### SHORT PROBLEM 1
According to the passage on rent-seeking, what term do the authors use for government-created distortions of markets that funnel income and wealth up the socioeconomic scale?

Rent-seeking is a concept in public choice theory, as well as in economics, that involves seeking to increase one's share of existing wealth without creating new wealth. Rent-seeking results in reduced economic efficiency through misallocation of resources, reduced wealth-creation, lost government revenue, heightened income inequality, and potential national decline.


National Review: The Conservative Inequality Paradox

Conservatives have two intellectual commitments that are increasingly incompatible. They believe that the American economy is clogged up with crony-capitalist corruption that hands out special favors and protections to organized interests. They also hold that economic inequality — in particular, the surging share of total income earned by those at the very top — is morally justified by the rights of property and the tendency of free markets to raise living standards overall.

So, it looks like (at least some) conservatives are of the belief that income inequality is not necessarily an issue that needs to be tackled, but the current state of inequality came about via corrupt influences over the market, and that situation is something worth fixing.

[W]e argue that conservatives are not mistaken about the extent of what we call “regressive regulation” — government-created distortions of markets that have the effect of funneling income and wealth up the socioeconomic scale. Such schemes of upward redistribution have proliferated in the past few decades, an era that is often misunderstood as one of unceasing deregulation. And because these reverse–Robin Hood policies work by squelching and misdirecting competition, they exert a powerful downward drag on output and growth as well.

They define these corrupt influences as being rooted in too much government intervention in the markets.

In the best of all worlds, conservatives would respond to this state of affairs by attacking rent-derived inequality at its source. Their economic agenda would focus on curtailing subsidies for finance, excessive protection of intellectual property, the licensing of high-end professionals, and overly restrictive land-use regulation. Doing so wouldn’t require conservatives to become crusading egalitarians, as these reforms would also unleash economic dynamism, innovation, and growth — familiar conservative priorities.

This article argues that the best solution would thus be to tackle the issue of undue government influence in the markets so that wealth can be redistributed naturally by the marketplace in accordance to ability rather than through rent-seeking behavior.

Nevertheless, making regressive regulation a conservative priority would be a distinct change in approach. Too often, conservatives’ idea of a pro-growth policy agenda starts and ends with tax cuts, despite the overwhelming evidence that moderate increases or decreases in the top rate have little effect on growth. When conservatives do turn their attention to regulation, they usually think about providing “regulatory relief” for business by lightening health, safety, environmental, and labor regulations. In our view, though, the regulations with the most pernicious economic effects are the ones that subsidize business by blocking competition or by otherwise distorting markets.

### PROVIDED ENTRIES
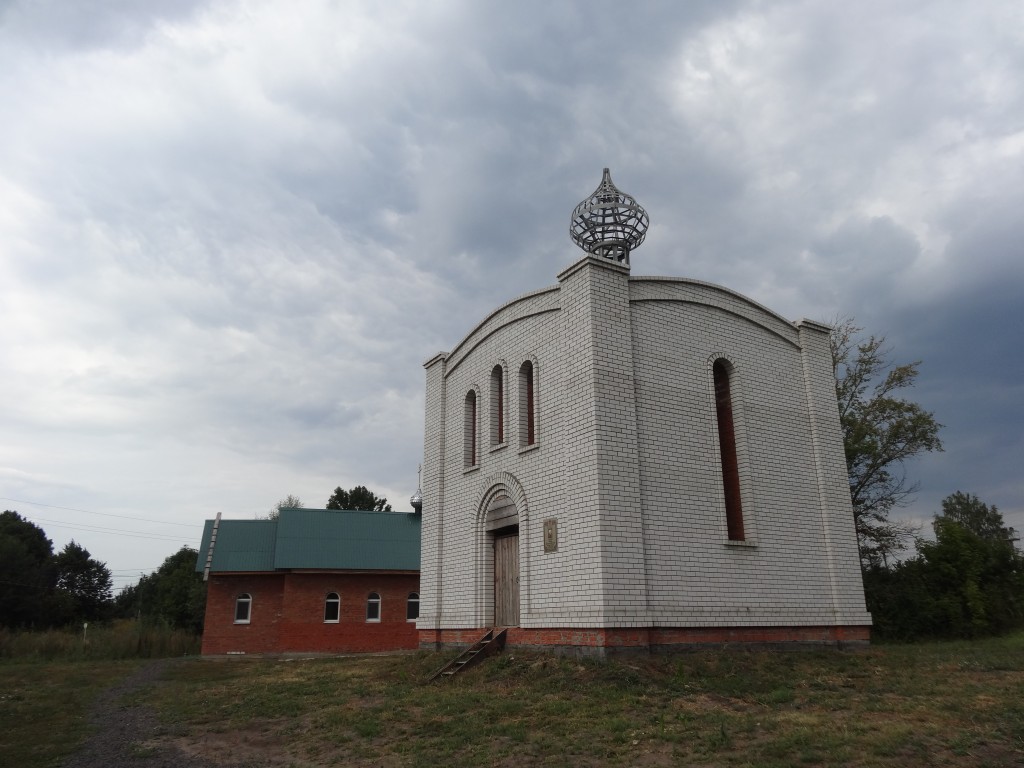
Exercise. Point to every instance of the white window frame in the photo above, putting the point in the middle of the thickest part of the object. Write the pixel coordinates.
(332, 597)
(244, 599)
(374, 600)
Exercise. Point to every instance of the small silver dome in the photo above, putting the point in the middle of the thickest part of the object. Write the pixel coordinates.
(609, 223)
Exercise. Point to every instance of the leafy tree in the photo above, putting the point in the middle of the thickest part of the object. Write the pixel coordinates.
(289, 502)
(174, 595)
(979, 518)
(83, 586)
(965, 584)
(358, 498)
(27, 576)
(881, 430)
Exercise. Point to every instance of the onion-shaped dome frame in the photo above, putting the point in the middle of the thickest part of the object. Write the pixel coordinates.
(609, 223)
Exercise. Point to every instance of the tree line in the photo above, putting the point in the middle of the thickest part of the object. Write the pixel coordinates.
(41, 589)
(969, 581)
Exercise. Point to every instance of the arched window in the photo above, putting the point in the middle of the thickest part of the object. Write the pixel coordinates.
(727, 449)
(374, 607)
(332, 608)
(469, 428)
(497, 406)
(527, 404)
(243, 608)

### SHORT PROBLEM 2
Rewrite the rows from the line with "Exercise. Point to every instance of the onion-shaped" up to and including the last line of the rows, replacing "thickest" with "widest" and leaving everything else unchanged.

### FULL RESPONSE 1
Regressive regulation.

### FULL RESPONSE 2
Exercise. Point to every instance of the onion-shaped dome frame in the photo above, putting the point in the middle of the widest part of the object. Write the pixel coordinates.
(609, 223)
Exercise. Point to every instance of the tree line in the photo above, putting the point in the middle of the widest part of the object. Write the pixel coordinates.
(41, 589)
(969, 581)
Exercise. Point to every instance of the arched window in the photo above, putting the point in the middle of the widest part of the object. Write the pixel coordinates.
(727, 449)
(374, 607)
(332, 608)
(469, 428)
(497, 406)
(527, 404)
(243, 608)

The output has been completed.